For a normal or approximately normal distribution3:

  • about 68% of values lie within one standard deviation from the mean,

  • about 95% of values lie within two standard deviations from the mean,

  • about 99.7% of values (almost all) lie within three standard deviations from the mean.

The empirical rule works quite well for many datasets but not for all of them.

In particular, in many real datasets, the standard deviation can be roughly estimated based on the 95% rule. This is why the standard deviation is often interpreted through the lens of the empirical rule.

Empirical rule for normal distributions – illustration.

Figure 5.1: Empirical rule for normal distributions – illustration.

5.4 Chebyshev’s Inequality

The empirical rule works well for bell-shaped data, but not all datasets look like that. Chebyshev’s inequality is more general — it applies to any dataset, no matter its shape. According to Chebyshev’s rule:

  • at least 75% of values are within two standard deviations from the mean,

  • at least 89% within three,

  • at least 94% within four.

Chebyshev’s rule gives minimum values, not exact ones. It’s useful when data are skewed or irregular.

Table 5.1: Empirical Rule vs. Chebyshev’s Rule
Distance from the mean Empirical rule (normal) Chebyshev’s rule (any shape)
1 SD ~68%
2 SD ~95% ≥75%
3 SD ~99.7% ≥89%
4 SD ~100% ≥94%

  1. For a normal distribution, these values, rounded to two decimal places, are: 68.27%, 95.45%, and 99.73%.↩︎
********
■ REQUIRED WORK
Copy the passage on the empirical rule and Chebyshev's inequality word for word, starting at "The empirical rule works well" and ending at "skewed or irregular.".
********
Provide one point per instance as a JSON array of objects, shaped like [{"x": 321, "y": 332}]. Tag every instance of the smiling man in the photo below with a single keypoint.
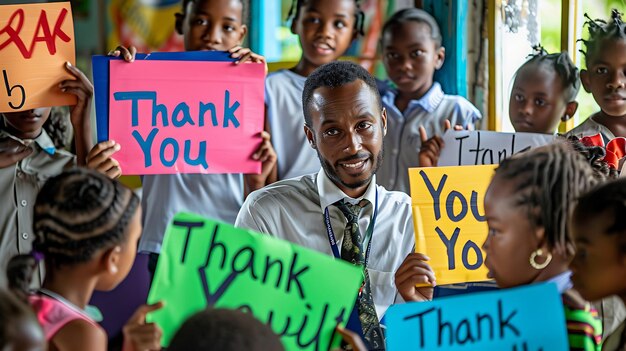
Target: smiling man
[{"x": 340, "y": 210}]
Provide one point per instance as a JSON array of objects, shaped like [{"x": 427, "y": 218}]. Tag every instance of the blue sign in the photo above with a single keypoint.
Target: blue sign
[{"x": 530, "y": 318}]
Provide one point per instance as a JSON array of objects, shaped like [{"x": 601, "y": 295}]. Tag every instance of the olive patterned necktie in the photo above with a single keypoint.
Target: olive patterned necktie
[{"x": 352, "y": 250}]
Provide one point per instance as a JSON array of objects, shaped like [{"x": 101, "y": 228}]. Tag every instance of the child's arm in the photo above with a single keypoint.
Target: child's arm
********
■ WRITTEN RESPONSE
The empirical rule works well for bell-shaped data, but not all datasets look like that. Chebyshev’s inequality is more general — it applies to any dataset, no matter its shape. According to Chebyshev’s rule:

  • at least 75% of values are within two standard deviations from the mean,

  • at least 89% within three,

  • at least 94% within four.

Chebyshev’s rule gives minimum values, not exact ones. It’s useful when data are skewed or irregular.